Requirements: Return every line of the records below without any changes, but leave out the pictures.

[Coordinate labeling records]
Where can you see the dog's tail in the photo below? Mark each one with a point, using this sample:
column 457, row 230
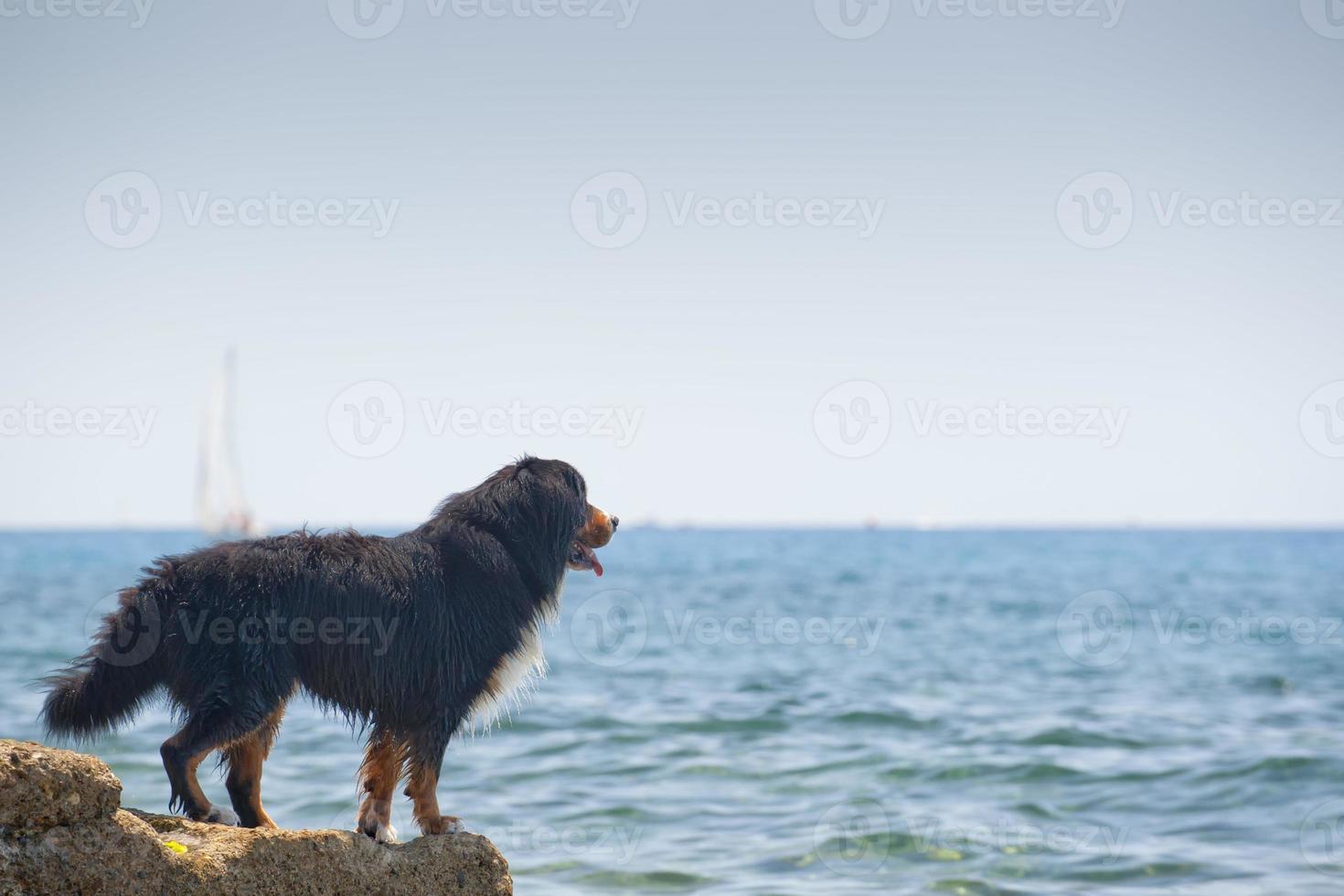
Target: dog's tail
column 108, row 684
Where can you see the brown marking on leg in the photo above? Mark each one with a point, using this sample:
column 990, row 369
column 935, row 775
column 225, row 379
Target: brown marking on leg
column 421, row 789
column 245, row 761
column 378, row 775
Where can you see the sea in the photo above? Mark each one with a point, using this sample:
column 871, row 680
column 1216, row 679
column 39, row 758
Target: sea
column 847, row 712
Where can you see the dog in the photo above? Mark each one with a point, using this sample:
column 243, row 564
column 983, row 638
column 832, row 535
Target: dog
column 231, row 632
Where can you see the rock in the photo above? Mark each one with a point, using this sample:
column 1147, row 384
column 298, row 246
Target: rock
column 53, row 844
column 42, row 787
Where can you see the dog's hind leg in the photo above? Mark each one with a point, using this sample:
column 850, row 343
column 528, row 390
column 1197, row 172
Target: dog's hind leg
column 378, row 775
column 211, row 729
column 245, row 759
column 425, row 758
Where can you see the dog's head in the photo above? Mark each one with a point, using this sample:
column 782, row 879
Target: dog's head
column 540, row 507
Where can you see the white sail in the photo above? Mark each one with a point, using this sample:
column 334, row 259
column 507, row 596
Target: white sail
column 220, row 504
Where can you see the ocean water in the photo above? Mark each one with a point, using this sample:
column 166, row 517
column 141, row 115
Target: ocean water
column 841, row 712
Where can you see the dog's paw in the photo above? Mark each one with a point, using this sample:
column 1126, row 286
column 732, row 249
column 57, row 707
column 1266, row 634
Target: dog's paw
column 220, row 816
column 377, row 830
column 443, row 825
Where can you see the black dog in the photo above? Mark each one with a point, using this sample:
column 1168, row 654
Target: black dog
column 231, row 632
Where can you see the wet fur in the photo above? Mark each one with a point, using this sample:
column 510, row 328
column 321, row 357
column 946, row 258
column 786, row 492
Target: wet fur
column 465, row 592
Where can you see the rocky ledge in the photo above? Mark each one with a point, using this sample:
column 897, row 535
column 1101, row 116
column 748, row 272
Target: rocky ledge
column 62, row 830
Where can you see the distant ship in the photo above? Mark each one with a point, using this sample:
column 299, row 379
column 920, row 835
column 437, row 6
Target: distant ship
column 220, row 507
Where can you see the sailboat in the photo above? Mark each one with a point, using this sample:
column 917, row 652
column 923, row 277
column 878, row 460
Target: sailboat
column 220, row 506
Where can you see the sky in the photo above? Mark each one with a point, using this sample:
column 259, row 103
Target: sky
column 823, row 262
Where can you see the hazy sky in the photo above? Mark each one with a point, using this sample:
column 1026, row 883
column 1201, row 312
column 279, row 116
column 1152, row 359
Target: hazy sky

Answer to this task:
Where can you see the dog's tail in the photo below? Mark each one with a point, using this sample:
column 457, row 230
Target: dog's tail
column 108, row 684
Where can you see the brown marking on leg in the photo above? Mark each one with a point, using this sample:
column 990, row 369
column 935, row 775
column 225, row 379
Target: brown marking on leg
column 421, row 789
column 245, row 761
column 378, row 775
Where can you see the sea in the photo above? Mark each one with a point, using this sample:
column 871, row 680
column 1216, row 679
column 39, row 758
Target: sea
column 847, row 712
Where can you see the dog in the photo above? Mark each one with a point, using this sample:
column 243, row 564
column 983, row 638
column 832, row 535
Target: dog
column 231, row 632
Where can you see the rock in the photo above? Mark each one with a point, using this sample:
column 1147, row 384
column 298, row 246
Target: rock
column 53, row 844
column 42, row 787
Where can you see the dog's hind leg in the photo above? Mark each one with a point, using this sample:
column 850, row 343
column 528, row 390
column 1197, row 172
Target: dog's hind leg
column 378, row 775
column 211, row 729
column 245, row 759
column 425, row 758
Where can you see the dog's head in the photo above? Mark each one with a point, using this sample:
column 782, row 879
Target: dog's head
column 540, row 507
Where can you see the white sail in the photo above? Mark each one with a point, using this sample:
column 334, row 259
column 507, row 596
Target: white sail
column 220, row 504
Where can you see the ocean water in the photo above? Mark each one with a point, using this sample:
column 166, row 517
column 141, row 115
Target: ocean water
column 841, row 712
Where can you see the dog's paw in the photo above? Mark each one with a point, using this sample:
column 1126, row 286
column 732, row 249
column 57, row 707
column 1266, row 634
Target: dog's paw
column 220, row 816
column 377, row 830
column 443, row 825
Where can you see the black dog in the photo above? Mark each one with a point, using this sample:
column 1168, row 654
Target: black dog
column 231, row 632
Where can you see the wet fur in the photo above? Mark each one with a point, using this sample:
column 510, row 328
column 321, row 357
column 946, row 258
column 786, row 492
Target: wet fur
column 465, row 592
Where can you see the rocky ledge in the photo above? Mark each one with a point, using this sample:
column 897, row 535
column 1101, row 116
column 748, row 272
Target: rocky ledge
column 62, row 830
Where can you see the distant ship in the photo above? Mark each one with a point, using this sample:
column 299, row 379
column 920, row 835
column 437, row 6
Target: distant ship
column 220, row 507
Where can you see the sailboat in the photo above? Mark each one with a point, using this sample:
column 917, row 652
column 923, row 277
column 878, row 460
Target: sailboat
column 220, row 506
Where can you see the sky in the photo above? Mark each one with a point, using this sample:
column 259, row 103
Target: sky
column 823, row 262
Where can you see the hazy sky in the photo above? Mark each one with a point, using this sample:
column 1026, row 883
column 1201, row 312
column 279, row 116
column 1152, row 359
Target: hazy sky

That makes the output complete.